• _WORK INSTRUCTIONS_: Return, exactly and in full, the lines of the records below starting at the one with "Each instance of the wood" and ending at the one with "Each instance of the white wall gets", and no other lines.
+-------+
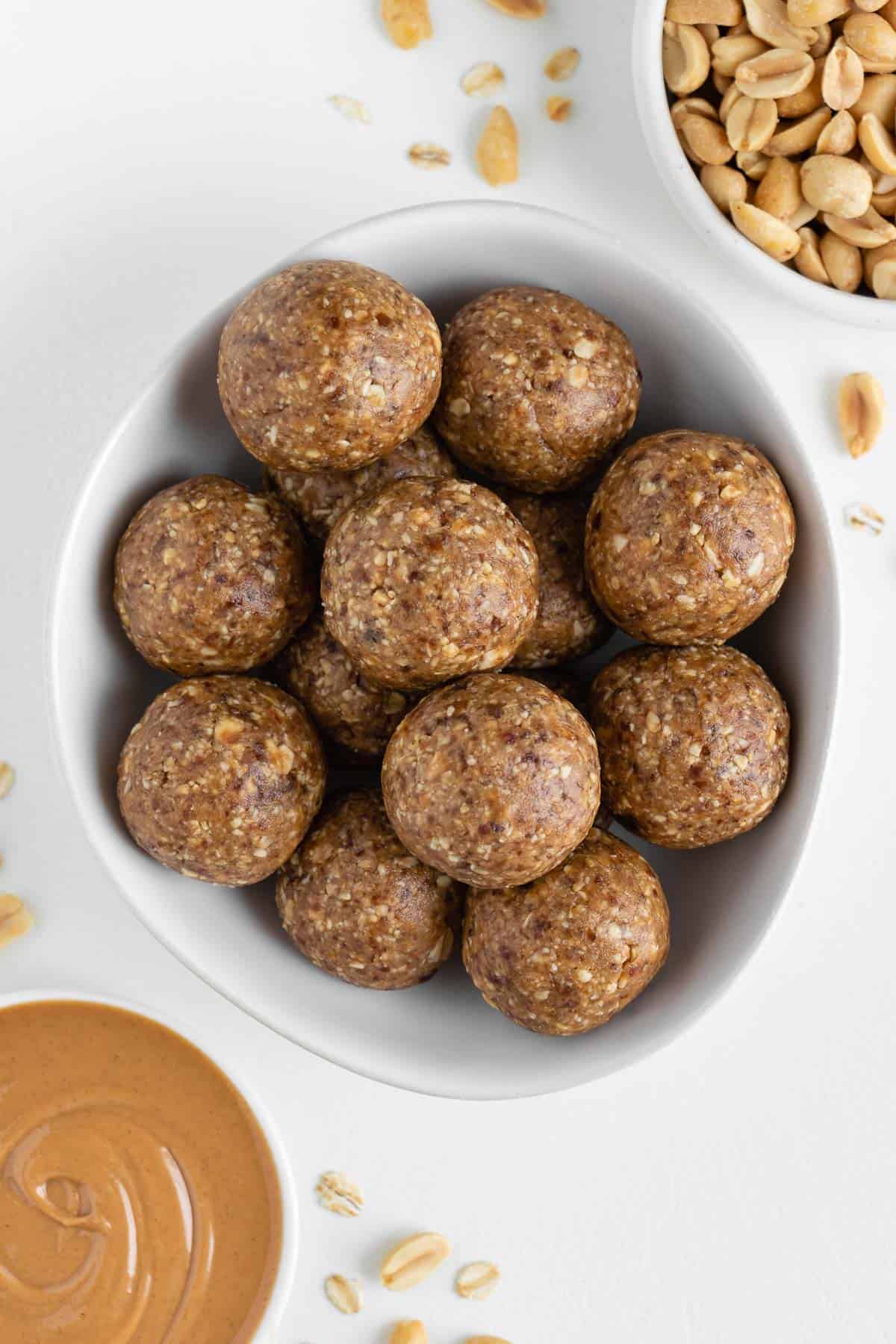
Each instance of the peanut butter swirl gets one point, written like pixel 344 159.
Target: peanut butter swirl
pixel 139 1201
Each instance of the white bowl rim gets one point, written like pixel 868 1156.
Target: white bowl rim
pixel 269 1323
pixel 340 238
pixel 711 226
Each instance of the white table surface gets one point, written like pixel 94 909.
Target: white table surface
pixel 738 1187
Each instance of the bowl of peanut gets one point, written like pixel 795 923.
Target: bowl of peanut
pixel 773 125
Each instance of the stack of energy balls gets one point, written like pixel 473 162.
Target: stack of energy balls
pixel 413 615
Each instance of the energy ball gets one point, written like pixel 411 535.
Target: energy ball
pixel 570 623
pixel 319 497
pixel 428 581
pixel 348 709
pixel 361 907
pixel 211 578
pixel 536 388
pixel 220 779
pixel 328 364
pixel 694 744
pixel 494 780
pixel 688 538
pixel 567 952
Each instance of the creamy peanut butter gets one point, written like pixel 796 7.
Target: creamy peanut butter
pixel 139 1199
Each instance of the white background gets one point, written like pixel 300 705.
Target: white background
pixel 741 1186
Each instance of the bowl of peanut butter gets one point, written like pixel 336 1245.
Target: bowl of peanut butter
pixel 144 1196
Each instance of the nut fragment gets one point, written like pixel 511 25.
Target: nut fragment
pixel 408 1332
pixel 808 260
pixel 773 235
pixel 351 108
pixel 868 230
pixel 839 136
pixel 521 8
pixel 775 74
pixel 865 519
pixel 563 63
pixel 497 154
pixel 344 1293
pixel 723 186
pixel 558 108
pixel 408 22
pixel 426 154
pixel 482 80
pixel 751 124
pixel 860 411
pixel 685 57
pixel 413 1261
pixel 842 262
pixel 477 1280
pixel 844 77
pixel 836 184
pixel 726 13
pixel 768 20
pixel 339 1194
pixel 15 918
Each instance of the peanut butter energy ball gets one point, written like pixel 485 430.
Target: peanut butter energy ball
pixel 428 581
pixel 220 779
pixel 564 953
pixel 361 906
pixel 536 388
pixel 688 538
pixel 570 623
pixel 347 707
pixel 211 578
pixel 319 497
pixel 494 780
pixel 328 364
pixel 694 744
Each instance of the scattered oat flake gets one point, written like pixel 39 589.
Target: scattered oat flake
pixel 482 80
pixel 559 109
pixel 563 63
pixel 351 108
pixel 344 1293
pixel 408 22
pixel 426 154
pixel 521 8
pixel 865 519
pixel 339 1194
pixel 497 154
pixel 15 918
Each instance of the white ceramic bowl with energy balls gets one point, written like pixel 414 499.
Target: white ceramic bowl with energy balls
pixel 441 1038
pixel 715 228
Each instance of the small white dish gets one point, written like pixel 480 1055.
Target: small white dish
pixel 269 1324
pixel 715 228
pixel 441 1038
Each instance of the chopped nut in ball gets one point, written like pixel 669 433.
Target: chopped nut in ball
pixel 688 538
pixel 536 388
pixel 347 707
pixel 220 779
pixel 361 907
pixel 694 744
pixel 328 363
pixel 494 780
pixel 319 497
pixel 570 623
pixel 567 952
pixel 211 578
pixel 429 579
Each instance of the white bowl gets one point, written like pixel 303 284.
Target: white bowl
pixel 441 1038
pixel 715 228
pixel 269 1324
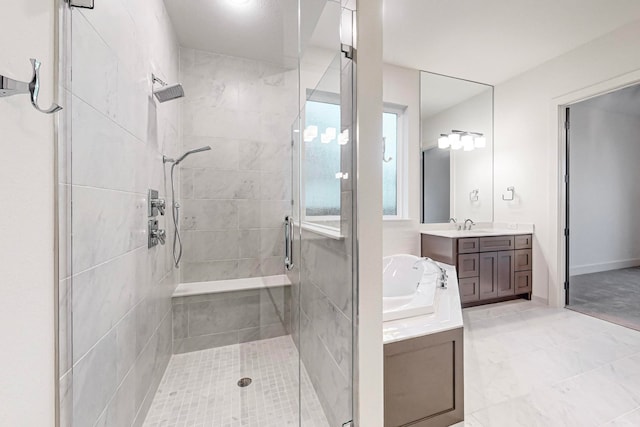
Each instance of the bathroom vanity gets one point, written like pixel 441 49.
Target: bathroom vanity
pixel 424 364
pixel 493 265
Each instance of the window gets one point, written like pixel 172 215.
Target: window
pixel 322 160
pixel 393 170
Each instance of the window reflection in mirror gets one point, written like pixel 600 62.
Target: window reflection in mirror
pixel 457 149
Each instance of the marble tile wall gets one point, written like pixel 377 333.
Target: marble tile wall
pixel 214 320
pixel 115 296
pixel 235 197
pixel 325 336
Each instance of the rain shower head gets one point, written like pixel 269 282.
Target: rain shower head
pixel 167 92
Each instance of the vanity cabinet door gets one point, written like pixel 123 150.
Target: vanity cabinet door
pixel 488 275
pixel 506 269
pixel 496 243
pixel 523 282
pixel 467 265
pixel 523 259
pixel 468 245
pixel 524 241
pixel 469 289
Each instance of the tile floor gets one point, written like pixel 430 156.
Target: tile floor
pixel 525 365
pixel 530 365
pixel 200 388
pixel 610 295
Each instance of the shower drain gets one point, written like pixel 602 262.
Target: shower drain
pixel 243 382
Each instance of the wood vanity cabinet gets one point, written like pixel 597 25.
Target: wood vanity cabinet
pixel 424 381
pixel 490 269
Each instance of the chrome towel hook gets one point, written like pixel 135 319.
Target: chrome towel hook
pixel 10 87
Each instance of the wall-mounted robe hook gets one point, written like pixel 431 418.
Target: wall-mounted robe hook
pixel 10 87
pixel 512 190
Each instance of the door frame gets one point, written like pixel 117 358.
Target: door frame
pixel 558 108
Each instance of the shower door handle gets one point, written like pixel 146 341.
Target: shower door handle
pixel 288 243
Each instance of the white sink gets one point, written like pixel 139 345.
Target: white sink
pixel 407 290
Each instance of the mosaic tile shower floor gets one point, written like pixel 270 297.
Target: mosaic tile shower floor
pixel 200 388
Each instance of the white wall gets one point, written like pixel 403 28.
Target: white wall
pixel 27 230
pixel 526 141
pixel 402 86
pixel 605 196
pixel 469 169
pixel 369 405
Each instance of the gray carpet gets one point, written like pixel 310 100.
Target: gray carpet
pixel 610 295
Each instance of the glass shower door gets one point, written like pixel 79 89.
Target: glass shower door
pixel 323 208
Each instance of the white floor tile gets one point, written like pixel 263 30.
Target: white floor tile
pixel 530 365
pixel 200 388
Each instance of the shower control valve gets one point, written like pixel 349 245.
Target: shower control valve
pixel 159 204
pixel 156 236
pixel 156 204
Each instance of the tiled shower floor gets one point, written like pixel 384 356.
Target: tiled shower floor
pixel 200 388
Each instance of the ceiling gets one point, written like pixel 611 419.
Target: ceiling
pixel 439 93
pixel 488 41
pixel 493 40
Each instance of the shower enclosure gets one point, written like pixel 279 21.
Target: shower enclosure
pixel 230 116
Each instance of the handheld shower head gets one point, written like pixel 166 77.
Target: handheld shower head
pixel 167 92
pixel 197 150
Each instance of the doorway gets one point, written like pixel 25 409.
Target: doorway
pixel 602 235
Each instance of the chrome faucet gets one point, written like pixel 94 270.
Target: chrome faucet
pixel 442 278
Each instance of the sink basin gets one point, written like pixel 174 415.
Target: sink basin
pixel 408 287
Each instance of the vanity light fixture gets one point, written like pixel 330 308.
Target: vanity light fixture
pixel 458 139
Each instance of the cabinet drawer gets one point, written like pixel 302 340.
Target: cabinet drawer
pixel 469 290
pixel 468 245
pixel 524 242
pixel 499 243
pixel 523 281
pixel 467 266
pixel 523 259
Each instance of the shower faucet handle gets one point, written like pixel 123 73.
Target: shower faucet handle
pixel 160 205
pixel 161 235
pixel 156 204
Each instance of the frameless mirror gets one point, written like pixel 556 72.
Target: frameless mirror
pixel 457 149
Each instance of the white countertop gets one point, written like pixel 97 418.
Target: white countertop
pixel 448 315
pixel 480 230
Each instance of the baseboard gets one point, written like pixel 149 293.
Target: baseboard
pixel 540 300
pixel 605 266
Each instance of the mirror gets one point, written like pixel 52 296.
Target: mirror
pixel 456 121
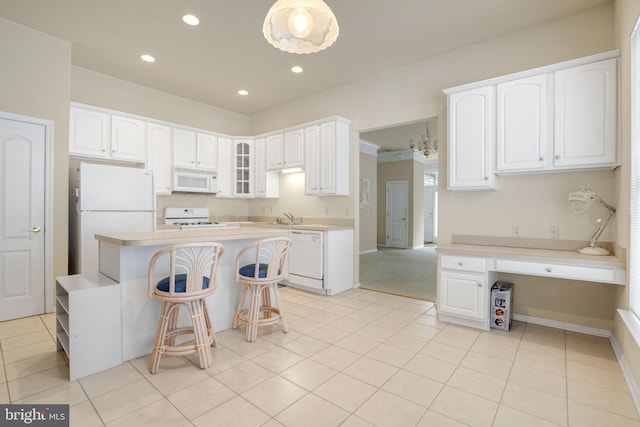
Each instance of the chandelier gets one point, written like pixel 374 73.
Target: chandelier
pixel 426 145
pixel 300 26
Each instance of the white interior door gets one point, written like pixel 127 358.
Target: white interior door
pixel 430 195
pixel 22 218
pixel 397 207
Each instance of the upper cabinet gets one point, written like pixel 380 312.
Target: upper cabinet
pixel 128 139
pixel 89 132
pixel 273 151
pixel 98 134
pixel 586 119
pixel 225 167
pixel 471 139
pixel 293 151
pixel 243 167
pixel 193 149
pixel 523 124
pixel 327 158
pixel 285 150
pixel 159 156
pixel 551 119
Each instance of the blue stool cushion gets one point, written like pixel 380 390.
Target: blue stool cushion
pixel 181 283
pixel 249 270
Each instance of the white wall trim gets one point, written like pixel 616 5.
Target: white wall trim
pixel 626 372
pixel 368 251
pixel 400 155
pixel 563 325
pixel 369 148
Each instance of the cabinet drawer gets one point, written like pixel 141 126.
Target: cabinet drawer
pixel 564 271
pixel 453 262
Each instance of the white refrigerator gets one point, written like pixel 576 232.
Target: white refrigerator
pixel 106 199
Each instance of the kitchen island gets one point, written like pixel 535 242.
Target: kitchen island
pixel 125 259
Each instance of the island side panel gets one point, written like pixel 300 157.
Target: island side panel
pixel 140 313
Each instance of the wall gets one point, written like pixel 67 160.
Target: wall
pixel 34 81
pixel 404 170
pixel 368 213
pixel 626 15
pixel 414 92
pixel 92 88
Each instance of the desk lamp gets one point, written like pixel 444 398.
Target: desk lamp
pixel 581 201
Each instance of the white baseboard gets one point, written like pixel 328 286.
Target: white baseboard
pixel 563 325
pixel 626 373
+-------+
• _TASK SOLUTION_:
Each instance of the wood vanity cabinet gets one point, written like pixel 597 25.
Target: wood vanity cabinet
pixel 424 381
pixel 490 269
Each instance of the chrome towel hook gets one point, written like pixel 135 319.
Target: chrome towel hook
pixel 10 87
Each instance of the wall-mounted robe hook gets one point, written like pixel 431 418.
Target: wall-mounted robe hook
pixel 10 87
pixel 512 190
Each instance of the door frame gets one point, written like pixel 117 358.
Target: door frame
pixel 558 108
Each instance of the shower door handle gets one point, written like pixel 146 341.
Target: shower door handle
pixel 288 243
Each instance of the white sink gets one point, written like pixel 139 345.
Target: white sink
pixel 407 290
Each instance of the mosaic tile shower floor gets one point, written like pixel 270 297.
Target: mosaic tile shower floor
pixel 200 388
Each instance of the white wall gets one point, written like pixel 403 28.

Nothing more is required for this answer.